◆ DATA RECORDS ◆
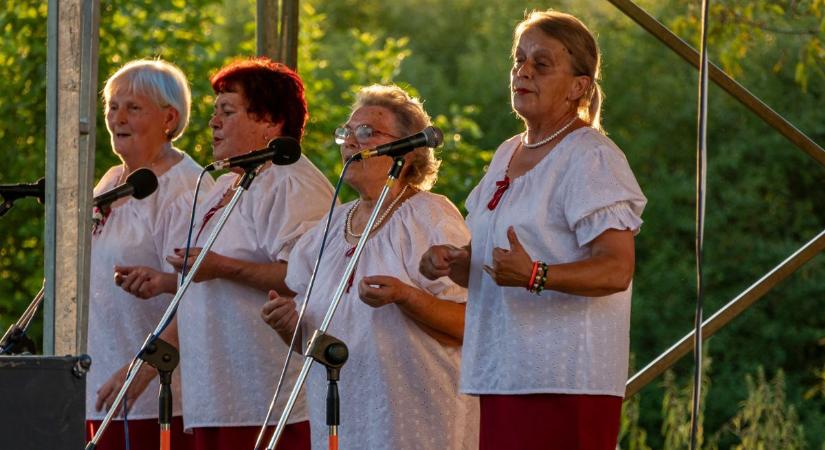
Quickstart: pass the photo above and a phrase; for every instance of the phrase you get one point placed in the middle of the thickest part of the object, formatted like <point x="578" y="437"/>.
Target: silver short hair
<point x="422" y="166"/>
<point x="161" y="81"/>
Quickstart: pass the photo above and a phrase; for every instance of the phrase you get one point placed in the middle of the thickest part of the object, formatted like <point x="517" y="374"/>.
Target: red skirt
<point x="549" y="422"/>
<point x="144" y="434"/>
<point x="296" y="436"/>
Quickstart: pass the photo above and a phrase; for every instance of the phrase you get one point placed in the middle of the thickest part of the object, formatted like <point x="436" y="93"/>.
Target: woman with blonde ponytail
<point x="550" y="263"/>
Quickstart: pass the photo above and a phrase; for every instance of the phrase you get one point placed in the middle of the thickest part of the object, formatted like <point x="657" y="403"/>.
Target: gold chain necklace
<point x="383" y="216"/>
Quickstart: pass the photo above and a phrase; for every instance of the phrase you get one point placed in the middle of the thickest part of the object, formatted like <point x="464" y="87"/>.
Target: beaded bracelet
<point x="538" y="278"/>
<point x="533" y="276"/>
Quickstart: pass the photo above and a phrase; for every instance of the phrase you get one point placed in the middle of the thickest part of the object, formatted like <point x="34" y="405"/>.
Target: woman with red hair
<point x="229" y="358"/>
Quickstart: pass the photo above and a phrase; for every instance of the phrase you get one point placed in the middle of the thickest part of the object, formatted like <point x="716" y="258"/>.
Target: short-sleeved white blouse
<point x="399" y="388"/>
<point x="516" y="342"/>
<point x="230" y="358"/>
<point x="136" y="233"/>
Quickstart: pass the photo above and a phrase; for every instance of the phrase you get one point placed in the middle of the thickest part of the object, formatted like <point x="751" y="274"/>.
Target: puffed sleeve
<point x="434" y="223"/>
<point x="295" y="204"/>
<point x="601" y="193"/>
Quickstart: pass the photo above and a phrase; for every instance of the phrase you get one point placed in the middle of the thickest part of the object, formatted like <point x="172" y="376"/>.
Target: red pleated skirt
<point x="549" y="422"/>
<point x="144" y="434"/>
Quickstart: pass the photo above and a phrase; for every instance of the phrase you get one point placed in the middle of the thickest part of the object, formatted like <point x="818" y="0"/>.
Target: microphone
<point x="20" y="190"/>
<point x="282" y="151"/>
<point x="139" y="184"/>
<point x="428" y="137"/>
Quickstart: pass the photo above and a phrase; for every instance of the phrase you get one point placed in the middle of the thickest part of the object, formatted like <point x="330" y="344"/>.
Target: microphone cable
<point x="701" y="185"/>
<point x="292" y="342"/>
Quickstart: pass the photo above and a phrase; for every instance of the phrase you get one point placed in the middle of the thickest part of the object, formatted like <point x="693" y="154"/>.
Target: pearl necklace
<point x="377" y="222"/>
<point x="547" y="139"/>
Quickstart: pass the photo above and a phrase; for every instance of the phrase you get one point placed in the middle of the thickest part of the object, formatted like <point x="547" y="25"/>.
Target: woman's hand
<point x="280" y="313"/>
<point x="145" y="282"/>
<point x="380" y="290"/>
<point x="446" y="260"/>
<point x="209" y="269"/>
<point x="107" y="393"/>
<point x="511" y="267"/>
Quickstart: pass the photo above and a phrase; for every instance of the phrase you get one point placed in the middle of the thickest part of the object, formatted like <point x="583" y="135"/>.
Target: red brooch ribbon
<point x="501" y="186"/>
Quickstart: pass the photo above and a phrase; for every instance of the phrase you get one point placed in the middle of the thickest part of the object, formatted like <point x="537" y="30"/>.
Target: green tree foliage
<point x="765" y="197"/>
<point x="764" y="421"/>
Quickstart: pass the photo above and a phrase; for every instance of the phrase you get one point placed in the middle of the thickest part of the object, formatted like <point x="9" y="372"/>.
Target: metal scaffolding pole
<point x="70" y="106"/>
<point x="726" y="314"/>
<point x="277" y="30"/>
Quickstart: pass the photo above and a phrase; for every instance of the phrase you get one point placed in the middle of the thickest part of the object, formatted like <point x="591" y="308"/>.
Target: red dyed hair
<point x="272" y="90"/>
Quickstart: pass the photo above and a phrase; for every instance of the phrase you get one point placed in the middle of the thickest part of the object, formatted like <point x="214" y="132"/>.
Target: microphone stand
<point x="156" y="348"/>
<point x="14" y="339"/>
<point x="325" y="348"/>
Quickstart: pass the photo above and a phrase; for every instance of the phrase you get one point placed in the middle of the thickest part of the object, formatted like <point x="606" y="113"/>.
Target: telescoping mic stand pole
<point x="154" y="339"/>
<point x="332" y="353"/>
<point x="395" y="171"/>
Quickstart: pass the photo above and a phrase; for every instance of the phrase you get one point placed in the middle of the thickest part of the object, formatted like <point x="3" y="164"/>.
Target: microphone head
<point x="287" y="150"/>
<point x="143" y="182"/>
<point x="434" y="136"/>
<point x="41" y="191"/>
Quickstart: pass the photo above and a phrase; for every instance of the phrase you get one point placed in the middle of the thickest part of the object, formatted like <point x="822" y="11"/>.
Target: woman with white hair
<point x="399" y="388"/>
<point x="147" y="107"/>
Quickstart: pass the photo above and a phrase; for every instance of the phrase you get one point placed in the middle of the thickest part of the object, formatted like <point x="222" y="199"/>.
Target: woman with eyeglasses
<point x="229" y="358"/>
<point x="399" y="387"/>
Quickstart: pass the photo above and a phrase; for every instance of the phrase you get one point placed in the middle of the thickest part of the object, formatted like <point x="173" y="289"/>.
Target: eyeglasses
<point x="362" y="134"/>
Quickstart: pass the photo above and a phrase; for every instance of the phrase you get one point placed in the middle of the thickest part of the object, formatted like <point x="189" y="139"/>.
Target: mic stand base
<point x="164" y="357"/>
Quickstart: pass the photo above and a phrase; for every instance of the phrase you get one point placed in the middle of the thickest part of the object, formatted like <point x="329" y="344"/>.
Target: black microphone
<point x="139" y="184"/>
<point x="282" y="151"/>
<point x="20" y="190"/>
<point x="428" y="137"/>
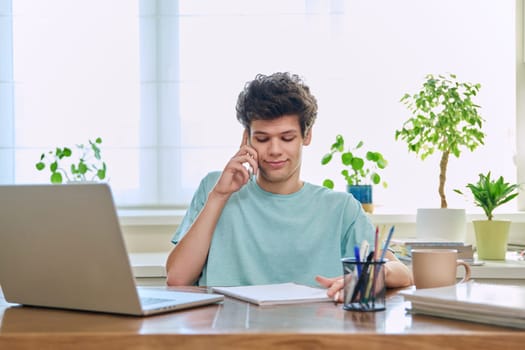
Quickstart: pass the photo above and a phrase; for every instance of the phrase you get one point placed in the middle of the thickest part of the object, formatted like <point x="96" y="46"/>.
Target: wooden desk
<point x="238" y="325"/>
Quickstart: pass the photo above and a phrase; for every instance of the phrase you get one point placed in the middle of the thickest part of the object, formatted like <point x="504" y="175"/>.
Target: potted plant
<point x="444" y="119"/>
<point x="491" y="235"/>
<point x="359" y="171"/>
<point x="61" y="162"/>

◆ PROBLEM DETAILS ◆
Write out the whole of the data exactly; the pictures stay out.

◆ SOLUTION TO THIS PROBLEM ◆
Quickstart: pass the photo above and a phrase; for every instance of the phrase you get one point placed in the middle of the thickest part of the object, formatted like <point x="578" y="437"/>.
Target: silver short hair
<point x="422" y="166"/>
<point x="161" y="81"/>
Quickstart: pass the photo above and a phrase; for every instance of the phrase you get one point placed in the middle of the thickest part of the object, formatted like <point x="517" y="374"/>.
Target: red skirt
<point x="549" y="422"/>
<point x="144" y="434"/>
<point x="296" y="436"/>
Quickstart: pass the photo above and a phrase; for every instance of the phrase you get one point placed in the middle of the thickest part of the object, formatted like <point x="436" y="93"/>.
Target: woman with blonde ponytail
<point x="550" y="263"/>
Quickstart: pass the photo above and a phrase; for every instance of the phrase you get one point placed in the middle of the thickest part of the object, formatted like <point x="657" y="403"/>.
Target: gold chain necklace
<point x="383" y="216"/>
Quickstart: pass the photo above and a phrase; for every instance of the phrase you get one point placed in the middle of the thickest part of the object, formatted like <point x="464" y="87"/>.
Target: beaded bracelet
<point x="538" y="278"/>
<point x="533" y="276"/>
Quickstart: pass the photo above and a phrase; for every instance of the phrase you get one point placed in the middle of the thickest part of the object, formatted like <point x="34" y="405"/>.
Target: woman with red hair
<point x="229" y="358"/>
Quickstart: pass the photo above and a phrase; for every instance of the phrase you get one point placed in the middle of the thickest part of the object, formatted like <point x="716" y="258"/>.
Target: short-sleeved white blouse
<point x="399" y="388"/>
<point x="516" y="342"/>
<point x="230" y="358"/>
<point x="136" y="233"/>
Quickstart: pass the photo above and a phrase; for every instance of the phrase you get one point placed in the middle of the thickest part of the object, formatted like <point x="751" y="274"/>.
Target: puffed sleeve
<point x="434" y="223"/>
<point x="295" y="204"/>
<point x="601" y="193"/>
Quickstart: pass the photo above and a phrase; for every instance of the phrase you get one point placed in the middle of the thickest part of the object, formatted like <point x="172" y="376"/>.
Target: red pleated skirt
<point x="549" y="422"/>
<point x="144" y="434"/>
Quickstart: pass the photo above and a phrase; for every instance of the phrase you get one point placed in the middle of the thickest part of the object, formatted like <point x="818" y="0"/>.
Target: microphone
<point x="20" y="190"/>
<point x="282" y="151"/>
<point x="139" y="184"/>
<point x="428" y="137"/>
Quickstart: pass the photo above and a phrase; for every instance of the phrase you get one point placed in the middle of the thickest part of the object, formatted like <point x="330" y="344"/>.
Target: microphone cable
<point x="701" y="185"/>
<point x="292" y="342"/>
Quickstart: pass the photo above and a phrase; for every instance of the phrase you get one point placed in the middle of the thickest part of the object, formatted like <point x="693" y="154"/>.
Target: pearl necklace
<point x="377" y="222"/>
<point x="547" y="139"/>
Quickstart: pass the photo above and a phrase; for every instance of the phrase you get one point placed in the middle of the thickest part of the object, formatted like <point x="547" y="25"/>.
Target: woman's hand
<point x="280" y="313"/>
<point x="145" y="282"/>
<point x="380" y="290"/>
<point x="446" y="260"/>
<point x="209" y="269"/>
<point x="107" y="393"/>
<point x="511" y="267"/>
Quickstart: pass the photo above and a phrase; for every instance of the phrase you get one point placed in the middle of the thickest part of the object, formatted like <point x="583" y="135"/>.
Target: red brooch ribbon
<point x="501" y="186"/>
Quickstart: pass the photo above and a phrase; for every instance of the phrase you get one point placed in the middle of the thickest part of the object, formatted like <point x="537" y="30"/>.
Target: green tree foliage
<point x="765" y="197"/>
<point x="764" y="421"/>
Quickstart: pass the photo above and a phrase; for every instance of the phrase you get one point placed in the middle of the thickest part of the object, formatted like <point x="9" y="372"/>.
Target: metal scaffolding pole
<point x="70" y="106"/>
<point x="726" y="314"/>
<point x="277" y="30"/>
Quickstart: pass the photo above and a phrase; for every instance of the phrase you get one point placed in the middle of the thickest part of the object, formatted like <point x="591" y="308"/>.
Target: red dyed hair
<point x="272" y="90"/>
Quickstart: pass the photo above and a phrase; for every instance of the phrase you get one point placed in the middle of the thickest part of the object, formatted like <point x="214" y="132"/>.
Target: microphone stand
<point x="156" y="348"/>
<point x="14" y="339"/>
<point x="325" y="348"/>
Quickstart: pass the photo above and a phrase; for every instance of the phrase you get one point placed in the middle of the thickest part of the object, formatted like <point x="606" y="113"/>.
Target: telescoping mic stand pole
<point x="154" y="339"/>
<point x="332" y="353"/>
<point x="395" y="171"/>
Quickstart: pass the photo above and a phrase; for every instance of the phrase you get one point placed in the middle of the thickest part of the object, formatted like <point x="3" y="164"/>.
Target: microphone head
<point x="287" y="150"/>
<point x="143" y="182"/>
<point x="434" y="136"/>
<point x="41" y="191"/>
Quickstart: pass the photo above and a phrase; for every instance of the phrase you get one point placed in the middle of the thickest part of the object, formatted like <point x="822" y="11"/>.
Target: woman with white hair
<point x="399" y="388"/>
<point x="147" y="107"/>
Quickstart: pass the photo above and a phrase; for every instance of the phrase you get one point placed in the middle of the thickest part of the object, formatted like <point x="222" y="199"/>.
Target: woman with eyeglasses
<point x="229" y="358"/>
<point x="399" y="387"/>
Quickstart: pass the photo above and a phrase; for every instance of the phrase you get one point placed in the middle of the thickest part of the object, formatted like <point x="173" y="289"/>.
Target: eyeglasses
<point x="362" y="134"/>
Quickstart: pass the photo above and a phrase; for every instance of the phrase you get one point placed in the middle of the thickest part of the object, formatted like <point x="189" y="139"/>.
Target: mic stand base
<point x="164" y="357"/>
Quickstart: pass the photo above and a phrase; for every instance of the phrase you get one point placed in the middle of the thickest part of the object, formatted like <point x="329" y="344"/>.
Target: black microphone
<point x="139" y="184"/>
<point x="282" y="151"/>
<point x="20" y="190"/>
<point x="428" y="137"/>
Quickstart: pass the photo above and a phrase; for every instance of the phrase you get one point placed in the middle of the thickest part of the object, formatted like <point x="96" y="46"/>.
Target: wooden desk
<point x="238" y="325"/>
Quickstart: pass the photo above and a phrase; for every instance of the phrase you get one point placed in the middle of the thickest part of the object, formatted like <point x="504" y="175"/>.
Target: potted plant
<point x="444" y="119"/>
<point x="491" y="235"/>
<point x="359" y="171"/>
<point x="61" y="162"/>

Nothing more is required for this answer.